### 本文抜粋 ###

それが「音楽の都」ウィーンに入った途端、お天道様は何だかズ〜ッと不機嫌でスカッと晴れることがなくなった。テレビの天気予報も今日は最高気温18℃と放送している。ついに気温は20℃を割るのだ。確かにもう9月。カレンダー上では秋に入った。だけどまだたった1日目じゃないか。涼しくなるにはあまりにも早過ぎる。夏服しか用意していないない旅人は、季節外れの低気温に風邪などひかないよう注意しなければならない。

今日はドナウ下りをする予定。遊覧船上は風が吹き抜けるので、寒がりの僕は寒さを考えセーターとナイロン・ジャンパーをデイパックに入れた。旅先では何事にも用意周到が大切。温かければ着なけりゃいいだけ。でも、急に寒くなったら困ってしまう。たったセーター1枚とナイロン・ジャンパー1枚。かさばるわけじゃない。持っていたって損はない。旅先では神経質かもしれないけど、僕は必要以上にイロイロ最悪事態を考えてしまうのだ。

ウィーン西駅から列車に乗って、ドナウ下りの遊覧船が出るメルクに向かう。実はドナウ下りもこの時で2度目。勝手は分かっている。前回は1993年5月上旬。その日は目が開けられないほどメチャクチャ日差しが強かった。紫外線注意報が出そうなぐらい天晴れな日だった。それが今回は、雨さえ降らなければ御の字という怪しい空模様。誰であれ御天道様である太陽の心模様「天気」には敵わない。こっちが「天気」に合わせるしかないのだ。

メルク駅で列車を降りると、別の車両からドでかいスーツケースを持った日本人カップルも降りてきた。ほとんど地面に近いプラットフォームと列車乗降口の間には、日本では考えられない若干の幅とかなりの段差がある。だから日本とは違って、重たいスーツケースなどを持って列車を乗り降りするのはかなり苦労を要する。せっかくの旅だからイロイロ荷物も増えてしまうのだろうけど、荷物をもっとコンパクトにして移動を楽にすればと、余計なお世話かもしれないけど僕はお節介に考えてしまう。

ヨーロッパの駅では多くの場合、列車に乗り込む時プラットフォームから列車の乗降階段を3段ほど上がらなければ列車に乗り込めない。体力に自信がない女性は大きなスーツケースを持って乗り込むのは大変だと思う。女性と老人と子供に優しいヨーロッパと言っても、いつも必ず優しい男たちがそばにいて助けてくれるとは限らない。さらにヨーロッパの街の道路は石畳みが多い。小さなキャスター付きのスーツケースだと、石と石の間の溝にはまりやすくなかなか思うように動いてくれないことも多い。

### 保存データ ###

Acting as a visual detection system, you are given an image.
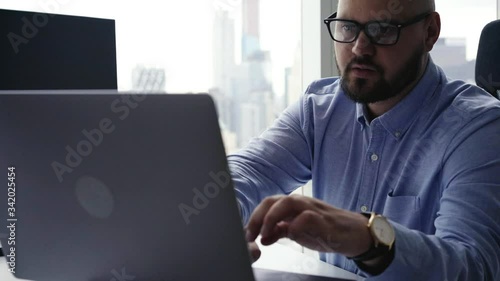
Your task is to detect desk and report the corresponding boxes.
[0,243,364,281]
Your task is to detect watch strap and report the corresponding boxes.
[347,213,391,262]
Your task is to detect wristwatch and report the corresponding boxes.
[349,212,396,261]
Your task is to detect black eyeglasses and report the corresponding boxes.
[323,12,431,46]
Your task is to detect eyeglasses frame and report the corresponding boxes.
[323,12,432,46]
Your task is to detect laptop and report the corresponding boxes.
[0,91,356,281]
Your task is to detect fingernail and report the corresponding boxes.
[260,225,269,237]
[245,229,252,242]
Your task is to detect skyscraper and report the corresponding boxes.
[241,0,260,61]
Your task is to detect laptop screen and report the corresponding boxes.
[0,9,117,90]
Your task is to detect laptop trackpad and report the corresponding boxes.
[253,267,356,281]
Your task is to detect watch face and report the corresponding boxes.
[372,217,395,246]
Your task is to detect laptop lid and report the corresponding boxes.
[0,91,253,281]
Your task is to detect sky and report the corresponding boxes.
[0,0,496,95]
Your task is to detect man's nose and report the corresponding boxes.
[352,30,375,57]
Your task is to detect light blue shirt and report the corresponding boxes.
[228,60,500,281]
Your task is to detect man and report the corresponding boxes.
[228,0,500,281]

###
### 保存データ ###

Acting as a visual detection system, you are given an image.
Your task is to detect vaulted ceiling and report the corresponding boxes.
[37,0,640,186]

###
### 保存データ ###

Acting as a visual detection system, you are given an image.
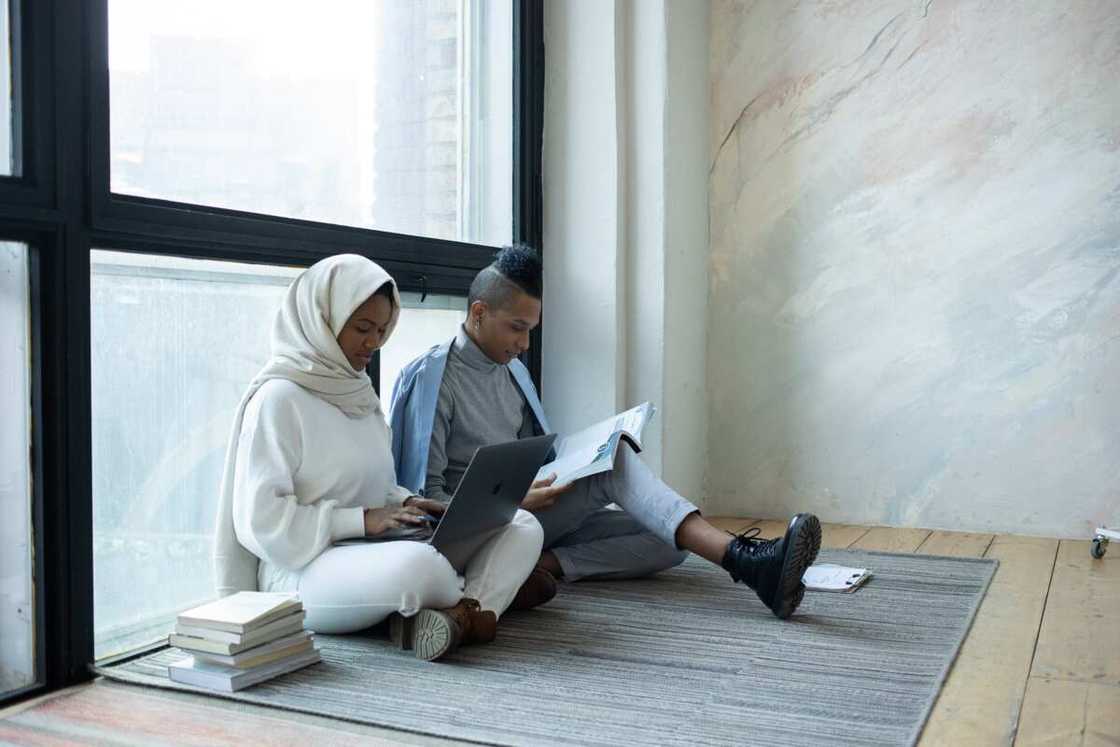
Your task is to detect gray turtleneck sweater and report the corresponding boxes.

###

練習問題
1 – ドナウ下りの文章によると、筆者が前回ドナウ下りをしたのはいつですか。
2 – ドナウ下りの文章の続きを、最後の一文のあとから書きなさい。
上の保存データは、本文とは別の資料です。

解答一覧
1 – 1993年5月上旬です。

2 –
たぶん初めてヨーロッパを旅行する人は、きっとイロイロ着替えてオシャレをしたいから荷物も多くなってしまうのだろう。ツアーだったらそれも大丈夫だと思うけど、個人旅行では自分の体力を考えないと大変な目に遭う。例えばよほど格式のあるレストランとかパーティでもなければ、スーツなどフォーマルな服装なんてほとんど必要ない。僕はそう思っている。ジーンズとTシャツとジャンパーでほとんどの場所はOKだ。実際に多くのヨーロッパ人はほとんどいつもジーンズなどカジュアルな服装だ。とはいえカジノとか特別なパーティでは、当然フォーマルなジャケットとかドレス着用が求められるのも事実。

メルクで列車を降りた僕たちは駅を出てドナウ下りが出る船着き場へ向かった。実は1993年春のドナウ下り前日、僕は音響効果の達人MMサンとこの街のホテルに1泊している。だから地図など見なくても大丈夫なのだ。駅からドナウ下りの遊覧船が出る乗船場は歩いて20分ぐらい。途中にこの街のメイン・ストリートがある。僕たちは簡単なサンドイッチを買うためメイン・ストリートでパン屋を探した。

今日は朝早く行動するため朝飯抜きでホテルを出た。だからメルク駅に着いた時はちょっと腹が減っていた。パンを手に入れて準備万端。気合を入れて乗船場に向かう。だけど出航には1時間半も早かった。僕はせっかちに行動するから時間が余ってしまうことが多い。遅れるよりはいいと思うけど、それにしてもちょっと時間が余りすぎた。乗船チケット売り場はまだ閉まっている。

メルクには「バロックの宝石」と謳われる世界遺産のメルク修道院がある。修道院はちょうど乗船場を見下ろす大きな岩山の上。何だか下々を見下ろすように居丈高な感じで聳え建っている。下から見上げると堅固な城塞のようにも見える。久々に壮麗な修道院の姿を見て大いに感動。時間があれば世界遺産のメルク修道院を見てみたいけど、そんなにタップリと暇があるわけでもない。ただひたすら静かに乗船チケット売り場が開くのを待つしかない。

だけど落ち着きのない僕は耐えられなくなってしまい、時間潰しのため周辺をダラダラと歩き始めた。この辺も以前歩いているからよく分かっている。ドナウ河支流の岸辺では釣りをしているオジサンがいた。どんな魚が釣れるのだろうか…?ちょっと気になる。そんなこんなで1時間近くが経った。チケット売り場に戻るとでっぷり太ったオバさんが現れた。僕たちもチケットを買う人たちの列に急いで並んだ。チケットを買ってからみんな行儀よく乗船ゲートの前で待つ。前回1993年はユーレイル・パスを持っていたらドナウ下りも無料だったけど、今回は割引だけになっている。

乗船ゲートで待っていると、自転車に乗ったオジサンとオバサンのやたらと賑やかな集団がやって来た。どの自転車のフレームにも「DONAU TOURISTIK」と書かれている。きっとドナウ河沿いを自転車でのんびり下ろうというツアーの人たちだ。彼らは健康的で見栄を張らずに無駄遣いもしない。人生を大いに無理なく楽しく生きている。こういう素晴らしい大人がいる国で育つ子供たちは羨ましい。だけどそんな素晴らしい人たちが食べる料理の味とか量となると、これはまた別の話になる。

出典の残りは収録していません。